نُمْل۪ي fiili, ی üzere mukadder damme ile merfû muzari fiildir. Faili müstetir olup takdiri نحن ’dur. لَهُمْ car mecruru نُمْل۪ي fiiline müteallıktır.
لِ harfi, يَزْدَادُٓوا fiilini gizli اَنْ ’le nasb ederek manasını sebep bildiren masdara çeviren cer harfidir. اَنْ ve masdar-ı müevvel, لِ harf-i ceriyle birlikte نُمْل۪ي fiiline müteallıktır.
يَزْدَادُٓوا fiili, نَ ’un hazfıyla mansub muzari fiildir. Zamir olan çoğul و ’ı fail olup mahallen merfûdur. اِثْمًا temyiz olup fetha ile mansubtur.
وَلَهُمْ عَذَابٌ مُه۪ينٌ isim cümlesidir. وَ atıf harfidir. لَهُمۡ car mecruru mahzuf mukaddem habere müteallıktır. عَذَابٌ muahhar mübtedadır. مُه۪ينٌ ise عَذَابٌ kelimesinin sıfatıdır.وَلَا يَحْسَبَنَّ الَّذ۪ينَ كَفَرُٓوا اَنَّمَا نُمْل۪ي لَهُمْ خَيْرٌ لِاَنْفُسِهِمْۜ
İstînâf وَ’ıyla gelen ayetin ilk cümlesi, nehiy üslubunda talebî inşaî isnaddır. Cümle nûn-u sakile ile tekid edilmiştir. Cemi müzekker has ism-i mevsûl الَّذ۪ينَ ’nin sılası كَفَرُٓوا, faide-i haber ibtidaî kelamdır. Müsnedün ileyh, küfredenleri tahkir amacıyla ve gelecek habere dikkat çekmek için mevsûlle gelmiştir.
Mevsûlde tevcîh sanatı vardır
اَنَّ ’nin dâhil olduğu cümlede ismi mevsûl مَا mübteda, خَيْرٌ haberdir.
اَنَّ ve akabindeki isim cümlesi مَا نُمْل۪ي لَهُمْ خَيْرٌ لِاَنْفُسِهِمْۜ , masdar teviliyle faide-i haber talebî kelamdır. Masdar-ı müevvel nasb mahallinde لَا يَحْسَبَنَّ fiilinin iki mef’ûlü yerindedir.

-.-.-

### Çalışma Konuları:
**a.** Metin parçasında "يَزْدَادُٓوا fiili, نَ" sözlerini içeren yerden başlayın ve "için mevsûlle gelmiştir." sözlerinden sonra durarak bu kısmı olduğu gibi kopyalayın.
**b.** Metin parçasında "fiil" olarak adlandırılan Arapça ifadelerin hepsini sıralayın.

(Bir veri kümesinde yer alan kayıtlar)

-.-.-

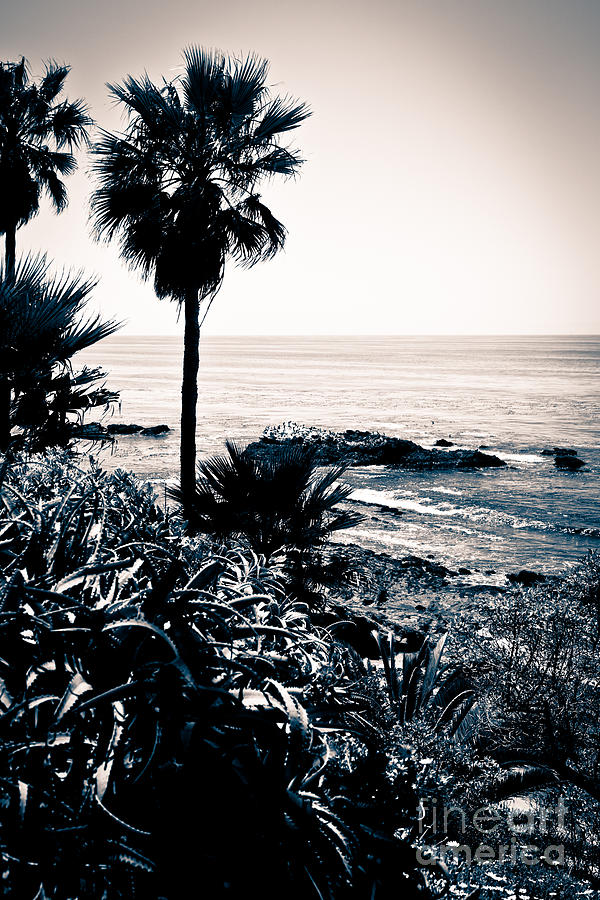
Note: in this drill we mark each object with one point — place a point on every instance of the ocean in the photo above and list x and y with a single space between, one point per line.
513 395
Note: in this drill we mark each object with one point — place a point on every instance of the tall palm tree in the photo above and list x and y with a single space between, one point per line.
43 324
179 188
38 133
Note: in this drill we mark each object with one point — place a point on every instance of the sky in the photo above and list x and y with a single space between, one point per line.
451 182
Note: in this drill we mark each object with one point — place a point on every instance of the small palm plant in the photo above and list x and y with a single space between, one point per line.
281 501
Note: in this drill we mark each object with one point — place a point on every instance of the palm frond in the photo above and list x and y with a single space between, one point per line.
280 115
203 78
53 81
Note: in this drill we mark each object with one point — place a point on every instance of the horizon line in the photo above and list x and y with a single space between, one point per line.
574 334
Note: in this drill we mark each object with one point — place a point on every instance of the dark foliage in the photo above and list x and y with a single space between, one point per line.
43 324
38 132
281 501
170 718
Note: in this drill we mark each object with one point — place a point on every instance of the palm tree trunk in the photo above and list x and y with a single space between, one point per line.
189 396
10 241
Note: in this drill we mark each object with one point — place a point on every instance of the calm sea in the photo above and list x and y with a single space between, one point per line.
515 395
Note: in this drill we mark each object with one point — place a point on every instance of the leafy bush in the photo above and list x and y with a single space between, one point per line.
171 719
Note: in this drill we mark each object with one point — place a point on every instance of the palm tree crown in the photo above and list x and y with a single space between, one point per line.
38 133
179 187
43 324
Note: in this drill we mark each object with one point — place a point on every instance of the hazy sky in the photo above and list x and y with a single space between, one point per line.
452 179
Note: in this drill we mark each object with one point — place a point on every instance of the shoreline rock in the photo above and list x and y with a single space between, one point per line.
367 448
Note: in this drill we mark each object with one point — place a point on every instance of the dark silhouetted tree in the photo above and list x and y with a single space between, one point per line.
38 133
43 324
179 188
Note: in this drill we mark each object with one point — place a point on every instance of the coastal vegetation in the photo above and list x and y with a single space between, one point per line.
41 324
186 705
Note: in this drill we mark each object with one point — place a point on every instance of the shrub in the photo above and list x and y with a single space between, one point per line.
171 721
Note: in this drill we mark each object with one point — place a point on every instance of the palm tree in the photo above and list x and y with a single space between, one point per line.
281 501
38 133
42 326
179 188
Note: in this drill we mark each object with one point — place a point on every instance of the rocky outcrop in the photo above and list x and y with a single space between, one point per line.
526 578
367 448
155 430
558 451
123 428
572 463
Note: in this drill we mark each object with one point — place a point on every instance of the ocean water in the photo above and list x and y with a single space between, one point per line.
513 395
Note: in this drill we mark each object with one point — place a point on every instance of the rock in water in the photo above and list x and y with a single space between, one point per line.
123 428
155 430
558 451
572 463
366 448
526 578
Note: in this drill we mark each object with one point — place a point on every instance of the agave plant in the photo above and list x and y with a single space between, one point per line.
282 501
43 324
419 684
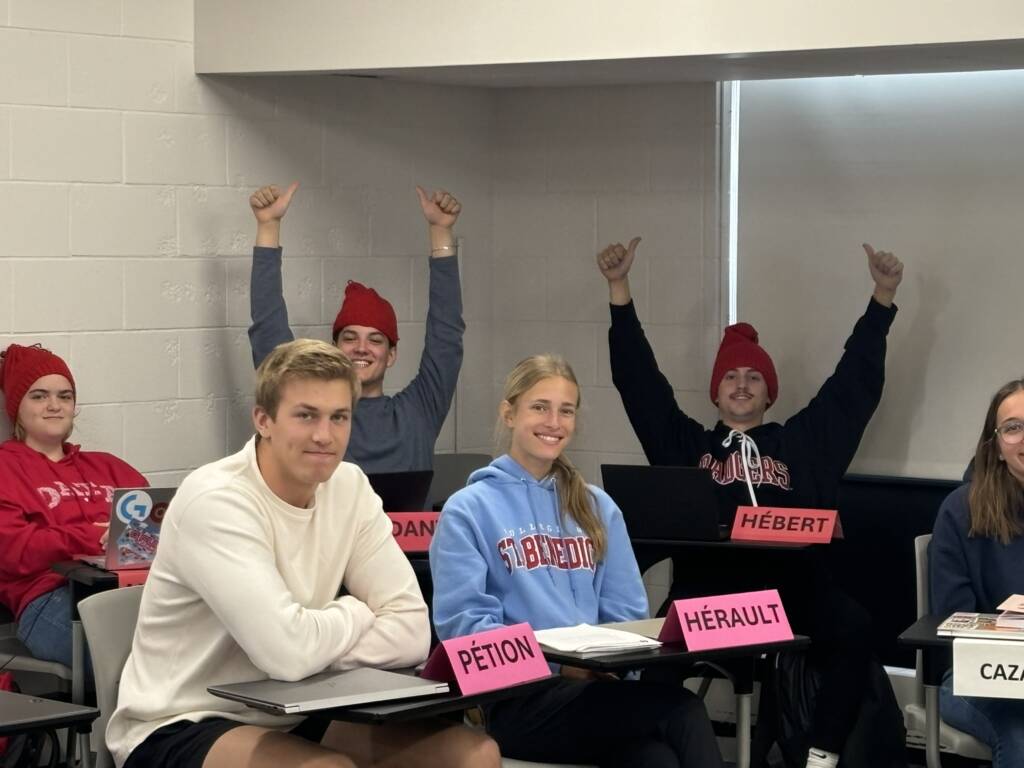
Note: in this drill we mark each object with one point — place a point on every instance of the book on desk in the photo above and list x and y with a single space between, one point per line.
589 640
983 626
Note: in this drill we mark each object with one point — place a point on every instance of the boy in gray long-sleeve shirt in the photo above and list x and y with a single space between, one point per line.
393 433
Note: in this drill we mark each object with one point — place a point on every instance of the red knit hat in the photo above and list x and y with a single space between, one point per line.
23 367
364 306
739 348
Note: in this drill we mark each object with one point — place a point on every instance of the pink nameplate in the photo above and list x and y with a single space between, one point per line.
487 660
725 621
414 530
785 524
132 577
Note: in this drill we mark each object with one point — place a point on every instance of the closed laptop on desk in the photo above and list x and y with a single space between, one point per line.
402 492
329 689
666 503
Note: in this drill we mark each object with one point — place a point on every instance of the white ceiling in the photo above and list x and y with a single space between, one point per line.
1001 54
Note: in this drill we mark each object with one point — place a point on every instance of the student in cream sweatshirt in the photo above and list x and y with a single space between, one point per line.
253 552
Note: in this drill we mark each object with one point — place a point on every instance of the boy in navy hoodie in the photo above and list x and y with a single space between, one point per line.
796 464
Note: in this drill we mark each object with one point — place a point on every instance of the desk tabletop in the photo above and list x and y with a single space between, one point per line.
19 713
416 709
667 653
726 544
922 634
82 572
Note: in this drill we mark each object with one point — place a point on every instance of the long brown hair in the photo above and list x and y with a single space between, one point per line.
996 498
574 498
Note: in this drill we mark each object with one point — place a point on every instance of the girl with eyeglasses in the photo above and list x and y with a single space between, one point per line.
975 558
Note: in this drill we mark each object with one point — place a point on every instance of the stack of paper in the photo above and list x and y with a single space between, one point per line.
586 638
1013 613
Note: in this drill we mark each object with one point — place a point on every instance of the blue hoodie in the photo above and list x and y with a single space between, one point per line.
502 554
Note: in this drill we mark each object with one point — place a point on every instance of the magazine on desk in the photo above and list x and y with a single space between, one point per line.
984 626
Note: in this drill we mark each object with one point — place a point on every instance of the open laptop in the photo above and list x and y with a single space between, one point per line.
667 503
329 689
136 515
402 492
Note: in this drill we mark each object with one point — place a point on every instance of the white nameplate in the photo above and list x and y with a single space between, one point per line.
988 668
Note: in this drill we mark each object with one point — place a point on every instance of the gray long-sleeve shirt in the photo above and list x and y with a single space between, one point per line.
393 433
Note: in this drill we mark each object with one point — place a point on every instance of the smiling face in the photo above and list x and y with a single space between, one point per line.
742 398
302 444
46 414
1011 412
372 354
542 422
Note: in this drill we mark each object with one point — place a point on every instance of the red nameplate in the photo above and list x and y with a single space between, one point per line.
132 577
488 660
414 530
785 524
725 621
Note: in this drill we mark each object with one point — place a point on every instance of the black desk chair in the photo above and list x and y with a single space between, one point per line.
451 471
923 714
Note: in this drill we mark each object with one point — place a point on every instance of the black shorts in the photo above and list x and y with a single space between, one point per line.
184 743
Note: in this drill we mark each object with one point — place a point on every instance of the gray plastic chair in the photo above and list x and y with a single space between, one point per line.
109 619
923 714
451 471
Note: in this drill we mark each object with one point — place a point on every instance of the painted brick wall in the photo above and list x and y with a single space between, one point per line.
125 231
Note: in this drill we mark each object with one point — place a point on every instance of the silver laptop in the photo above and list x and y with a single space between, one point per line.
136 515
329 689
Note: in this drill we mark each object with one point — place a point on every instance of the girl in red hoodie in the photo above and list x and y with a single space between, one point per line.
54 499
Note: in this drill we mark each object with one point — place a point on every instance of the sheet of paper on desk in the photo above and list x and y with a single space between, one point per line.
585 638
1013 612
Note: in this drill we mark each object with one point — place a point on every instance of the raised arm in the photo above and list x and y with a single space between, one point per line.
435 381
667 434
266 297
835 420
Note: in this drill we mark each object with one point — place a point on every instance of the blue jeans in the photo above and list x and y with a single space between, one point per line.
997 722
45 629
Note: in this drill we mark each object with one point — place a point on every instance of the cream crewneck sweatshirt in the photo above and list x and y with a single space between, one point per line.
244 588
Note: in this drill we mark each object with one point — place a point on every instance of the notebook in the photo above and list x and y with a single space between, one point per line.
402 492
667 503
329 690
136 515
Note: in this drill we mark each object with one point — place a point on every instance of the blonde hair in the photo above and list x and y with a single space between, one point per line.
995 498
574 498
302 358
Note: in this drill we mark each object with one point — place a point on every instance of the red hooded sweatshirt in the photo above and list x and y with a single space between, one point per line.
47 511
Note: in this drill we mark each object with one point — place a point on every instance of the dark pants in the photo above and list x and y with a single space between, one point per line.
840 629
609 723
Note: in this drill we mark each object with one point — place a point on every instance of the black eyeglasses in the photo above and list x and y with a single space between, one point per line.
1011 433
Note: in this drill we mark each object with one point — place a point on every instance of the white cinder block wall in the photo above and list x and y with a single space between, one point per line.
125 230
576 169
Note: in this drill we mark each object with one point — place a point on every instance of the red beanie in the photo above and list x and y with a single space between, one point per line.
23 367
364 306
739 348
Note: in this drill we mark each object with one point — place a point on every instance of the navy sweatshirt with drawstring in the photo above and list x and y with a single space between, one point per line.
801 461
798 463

-.-.-

### Çıktılar:
**a.**
يَزْدَادُٓوا fiili, نَ ’un hazfıyla mansub muzari fiildir. Zamir olan çoğul و ’ı fail olup mahallen merfûdur. اِثْمًا temyiz olup fetha ile mansubtur.
وَلَهُمْ عَذَابٌ مُه۪ينٌ isim cümlesidir. وَ atıf harfidir. لَهُمۡ car mecruru mahzuf mukaddem habere müteallıktır. عَذَابٌ muahhar mübtedadır. مُه۪ينٌ ise عَذَابٌ kelimesinin sıfatıdır.وَلَا يَحْسَبَنَّ الَّذ۪ينَ كَفَرُٓوا اَنَّمَا نُمْل۪ي لَهُمْ خَيْرٌ لِاَنْفُسِهِمْۜ
İstînâf وَ’ıyla gelen ayetin ilk cümlesi, nehiy üslubunda talebî inşaî isnaddır. Cümle nûn-u sakile ile tekid edilmiştir. Cemi müzekker has ism-i mevsûl الَّذ۪ينَ ’nin sılası كَفَرُٓوا, faide-i haber ibtidaî kelamdır. Müsnedün ileyh, küfredenleri tahkir amacıyla ve gelecek habere dikkat çekmek için mevsûlle gelmiştir.

**b.**
نُمْل۪ي
يَزْدَادُٓوا
لَا يَحْسَبَنَّ